Part of a data file:

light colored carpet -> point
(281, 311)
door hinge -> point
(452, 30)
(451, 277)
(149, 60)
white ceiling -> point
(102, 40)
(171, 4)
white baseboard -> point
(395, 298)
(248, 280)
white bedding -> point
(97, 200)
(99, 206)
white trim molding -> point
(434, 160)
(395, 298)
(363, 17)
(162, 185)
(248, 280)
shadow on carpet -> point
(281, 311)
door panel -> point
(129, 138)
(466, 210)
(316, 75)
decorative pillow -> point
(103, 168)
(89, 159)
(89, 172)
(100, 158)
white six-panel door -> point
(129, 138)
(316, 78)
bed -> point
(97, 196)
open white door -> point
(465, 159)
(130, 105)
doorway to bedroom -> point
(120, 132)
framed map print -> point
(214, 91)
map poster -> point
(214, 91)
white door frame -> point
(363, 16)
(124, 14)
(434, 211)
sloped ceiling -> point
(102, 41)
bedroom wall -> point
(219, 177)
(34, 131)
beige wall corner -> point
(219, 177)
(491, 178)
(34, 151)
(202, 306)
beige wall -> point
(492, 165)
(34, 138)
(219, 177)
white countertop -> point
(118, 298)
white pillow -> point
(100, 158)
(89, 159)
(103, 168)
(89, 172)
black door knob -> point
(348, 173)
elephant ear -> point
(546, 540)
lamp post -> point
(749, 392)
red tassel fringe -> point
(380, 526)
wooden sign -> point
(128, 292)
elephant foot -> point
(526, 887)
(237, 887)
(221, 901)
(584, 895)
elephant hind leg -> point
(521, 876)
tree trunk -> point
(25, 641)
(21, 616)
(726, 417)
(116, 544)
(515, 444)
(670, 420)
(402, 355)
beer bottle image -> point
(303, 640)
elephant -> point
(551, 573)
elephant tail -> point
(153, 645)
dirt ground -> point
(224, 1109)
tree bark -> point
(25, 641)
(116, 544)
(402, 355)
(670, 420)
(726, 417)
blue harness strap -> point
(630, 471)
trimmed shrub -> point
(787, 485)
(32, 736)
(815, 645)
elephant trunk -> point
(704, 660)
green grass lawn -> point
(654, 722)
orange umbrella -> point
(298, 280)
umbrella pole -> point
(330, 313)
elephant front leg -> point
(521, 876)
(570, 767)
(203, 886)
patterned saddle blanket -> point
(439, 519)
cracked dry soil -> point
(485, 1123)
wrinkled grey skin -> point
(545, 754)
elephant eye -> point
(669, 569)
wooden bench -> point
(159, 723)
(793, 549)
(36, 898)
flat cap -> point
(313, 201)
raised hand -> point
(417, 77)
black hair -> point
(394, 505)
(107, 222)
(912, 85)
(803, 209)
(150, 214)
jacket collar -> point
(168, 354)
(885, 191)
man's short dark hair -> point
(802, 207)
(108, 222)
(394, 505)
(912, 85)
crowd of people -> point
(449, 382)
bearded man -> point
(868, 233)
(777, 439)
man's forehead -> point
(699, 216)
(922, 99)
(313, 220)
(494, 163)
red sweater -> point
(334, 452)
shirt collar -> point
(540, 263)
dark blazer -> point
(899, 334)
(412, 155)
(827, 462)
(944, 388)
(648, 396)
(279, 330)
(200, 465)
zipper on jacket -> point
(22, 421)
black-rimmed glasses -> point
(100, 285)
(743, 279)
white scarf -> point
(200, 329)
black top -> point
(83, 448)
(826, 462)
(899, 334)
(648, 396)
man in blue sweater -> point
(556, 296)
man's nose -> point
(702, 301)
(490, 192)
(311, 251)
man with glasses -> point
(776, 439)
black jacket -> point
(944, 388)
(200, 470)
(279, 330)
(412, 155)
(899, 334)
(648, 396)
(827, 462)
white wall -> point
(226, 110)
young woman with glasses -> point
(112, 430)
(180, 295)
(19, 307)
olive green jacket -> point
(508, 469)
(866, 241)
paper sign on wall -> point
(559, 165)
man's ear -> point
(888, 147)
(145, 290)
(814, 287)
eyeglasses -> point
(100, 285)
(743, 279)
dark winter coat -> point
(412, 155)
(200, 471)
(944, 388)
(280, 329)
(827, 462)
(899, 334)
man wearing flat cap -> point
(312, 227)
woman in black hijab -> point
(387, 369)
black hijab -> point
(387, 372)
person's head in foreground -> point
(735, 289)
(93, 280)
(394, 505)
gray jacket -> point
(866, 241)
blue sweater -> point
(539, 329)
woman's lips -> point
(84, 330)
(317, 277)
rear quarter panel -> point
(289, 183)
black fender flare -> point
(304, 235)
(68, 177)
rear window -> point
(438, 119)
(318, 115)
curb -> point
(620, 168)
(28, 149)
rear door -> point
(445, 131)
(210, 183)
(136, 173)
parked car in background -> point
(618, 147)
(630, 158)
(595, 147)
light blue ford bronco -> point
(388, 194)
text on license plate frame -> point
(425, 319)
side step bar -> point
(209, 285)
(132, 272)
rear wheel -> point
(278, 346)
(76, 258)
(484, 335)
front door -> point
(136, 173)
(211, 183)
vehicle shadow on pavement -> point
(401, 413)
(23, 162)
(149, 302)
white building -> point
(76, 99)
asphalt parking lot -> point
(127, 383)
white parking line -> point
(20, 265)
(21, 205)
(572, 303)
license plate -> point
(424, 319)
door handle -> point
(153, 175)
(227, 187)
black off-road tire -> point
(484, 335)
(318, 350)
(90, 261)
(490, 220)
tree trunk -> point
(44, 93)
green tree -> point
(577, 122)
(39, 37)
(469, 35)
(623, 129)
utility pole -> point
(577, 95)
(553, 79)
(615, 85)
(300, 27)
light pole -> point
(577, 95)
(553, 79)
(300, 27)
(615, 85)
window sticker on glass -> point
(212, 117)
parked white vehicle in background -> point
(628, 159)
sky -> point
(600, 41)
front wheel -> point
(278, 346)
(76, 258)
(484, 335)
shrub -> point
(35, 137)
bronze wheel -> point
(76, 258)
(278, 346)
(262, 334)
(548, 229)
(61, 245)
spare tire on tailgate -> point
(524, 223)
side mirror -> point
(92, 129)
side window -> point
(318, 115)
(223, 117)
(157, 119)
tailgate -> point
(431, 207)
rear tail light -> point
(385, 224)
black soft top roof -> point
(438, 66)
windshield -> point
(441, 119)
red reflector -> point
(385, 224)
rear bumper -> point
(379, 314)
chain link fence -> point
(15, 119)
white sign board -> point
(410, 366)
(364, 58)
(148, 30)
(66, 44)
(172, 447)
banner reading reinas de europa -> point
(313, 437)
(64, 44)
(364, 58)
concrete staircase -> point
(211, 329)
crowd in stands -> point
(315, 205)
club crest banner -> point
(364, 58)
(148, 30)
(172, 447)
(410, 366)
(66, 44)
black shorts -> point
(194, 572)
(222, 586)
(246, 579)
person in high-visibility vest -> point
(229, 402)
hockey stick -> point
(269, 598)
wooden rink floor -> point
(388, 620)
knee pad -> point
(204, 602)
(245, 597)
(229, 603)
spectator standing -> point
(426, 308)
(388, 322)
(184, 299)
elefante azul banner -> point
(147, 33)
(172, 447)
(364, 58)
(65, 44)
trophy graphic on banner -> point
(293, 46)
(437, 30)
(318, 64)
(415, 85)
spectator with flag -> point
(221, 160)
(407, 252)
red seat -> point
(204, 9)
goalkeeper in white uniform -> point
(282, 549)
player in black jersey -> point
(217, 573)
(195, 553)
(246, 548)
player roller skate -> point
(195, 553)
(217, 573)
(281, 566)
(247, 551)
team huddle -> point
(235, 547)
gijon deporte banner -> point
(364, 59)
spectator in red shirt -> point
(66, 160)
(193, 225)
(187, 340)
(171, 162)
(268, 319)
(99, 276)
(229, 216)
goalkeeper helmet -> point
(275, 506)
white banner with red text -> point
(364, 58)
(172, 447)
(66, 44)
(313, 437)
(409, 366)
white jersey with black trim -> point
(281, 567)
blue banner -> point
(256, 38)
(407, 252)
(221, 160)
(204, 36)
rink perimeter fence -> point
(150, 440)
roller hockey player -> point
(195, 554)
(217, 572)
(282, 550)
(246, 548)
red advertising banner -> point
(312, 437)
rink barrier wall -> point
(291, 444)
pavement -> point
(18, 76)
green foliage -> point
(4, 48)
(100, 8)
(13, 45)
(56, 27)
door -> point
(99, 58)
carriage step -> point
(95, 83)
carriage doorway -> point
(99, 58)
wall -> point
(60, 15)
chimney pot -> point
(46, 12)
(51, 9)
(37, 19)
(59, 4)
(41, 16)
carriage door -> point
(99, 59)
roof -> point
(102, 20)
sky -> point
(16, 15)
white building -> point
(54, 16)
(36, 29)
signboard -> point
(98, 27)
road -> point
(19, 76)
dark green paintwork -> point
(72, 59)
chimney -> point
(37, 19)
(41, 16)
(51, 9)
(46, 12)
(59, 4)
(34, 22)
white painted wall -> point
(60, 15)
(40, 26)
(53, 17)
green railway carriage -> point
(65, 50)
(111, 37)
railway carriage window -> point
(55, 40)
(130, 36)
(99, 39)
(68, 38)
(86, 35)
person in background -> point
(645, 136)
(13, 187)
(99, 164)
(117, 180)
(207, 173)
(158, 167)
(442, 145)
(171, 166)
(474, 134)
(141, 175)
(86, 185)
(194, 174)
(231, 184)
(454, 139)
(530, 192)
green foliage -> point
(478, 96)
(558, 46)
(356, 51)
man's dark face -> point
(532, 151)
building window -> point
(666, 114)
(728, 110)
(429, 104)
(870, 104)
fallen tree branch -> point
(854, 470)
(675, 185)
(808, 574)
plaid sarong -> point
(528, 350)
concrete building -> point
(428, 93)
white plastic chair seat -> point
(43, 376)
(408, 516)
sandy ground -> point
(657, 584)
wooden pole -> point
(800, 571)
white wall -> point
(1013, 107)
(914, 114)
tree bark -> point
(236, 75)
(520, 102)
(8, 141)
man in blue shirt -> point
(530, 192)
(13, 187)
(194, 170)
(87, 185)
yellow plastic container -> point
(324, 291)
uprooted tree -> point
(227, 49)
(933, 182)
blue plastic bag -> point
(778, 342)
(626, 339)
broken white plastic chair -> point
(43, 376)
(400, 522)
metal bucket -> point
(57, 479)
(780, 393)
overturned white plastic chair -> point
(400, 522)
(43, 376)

*AIM:* Begin at the row that contains "yellow plastic container -> point" and stop after the final row, then rewrite those rows with their requests. Shift every coordinate in the answers by adding 78 to it.

*WRITTEN RESPONSE:*
yellow plastic container -> point
(402, 369)
uprooted tree -> point
(305, 127)
(1011, 260)
blue plastic bag -> point
(856, 420)
(704, 417)
broken white plastic chair -> point
(121, 454)
(478, 600)
metal bucket -> point
(135, 557)
(858, 471)
overturned white plastic chair -> point
(478, 600)
(121, 454)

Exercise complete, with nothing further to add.